| WHAT YOU WILL DO |
Please show every line in the entries below that contains the word "banana".

##### EXCERPTED DATA #####

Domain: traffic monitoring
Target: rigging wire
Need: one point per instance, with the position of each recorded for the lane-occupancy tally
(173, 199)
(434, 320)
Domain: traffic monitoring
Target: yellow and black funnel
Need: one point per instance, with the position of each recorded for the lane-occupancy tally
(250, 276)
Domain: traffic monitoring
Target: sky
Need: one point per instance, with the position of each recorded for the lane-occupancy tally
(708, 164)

#####
##### EXCERPTED DATA #####

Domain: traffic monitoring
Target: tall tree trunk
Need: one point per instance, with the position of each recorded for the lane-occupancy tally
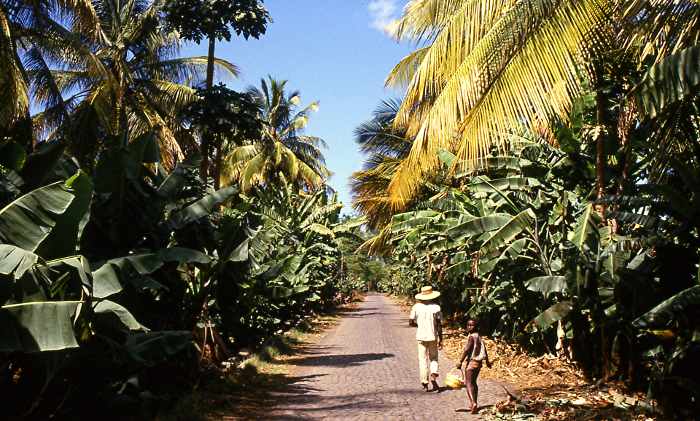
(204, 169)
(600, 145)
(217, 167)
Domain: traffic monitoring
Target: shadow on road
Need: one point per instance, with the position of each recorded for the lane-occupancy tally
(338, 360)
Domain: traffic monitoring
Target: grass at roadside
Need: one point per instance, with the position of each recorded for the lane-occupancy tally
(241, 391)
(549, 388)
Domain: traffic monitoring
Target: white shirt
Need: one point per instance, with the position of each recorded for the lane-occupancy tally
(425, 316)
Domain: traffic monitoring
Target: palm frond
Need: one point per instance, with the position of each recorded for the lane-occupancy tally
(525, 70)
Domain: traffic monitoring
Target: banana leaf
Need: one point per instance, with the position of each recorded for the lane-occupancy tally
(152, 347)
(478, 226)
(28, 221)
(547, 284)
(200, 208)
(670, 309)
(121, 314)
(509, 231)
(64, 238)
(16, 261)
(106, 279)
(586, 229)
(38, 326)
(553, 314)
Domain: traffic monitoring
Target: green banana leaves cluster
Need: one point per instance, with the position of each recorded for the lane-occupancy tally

#####

| RESPONSE FOR THIS EXERCISE |
Target: banana leaf
Target: green banana leaves cluster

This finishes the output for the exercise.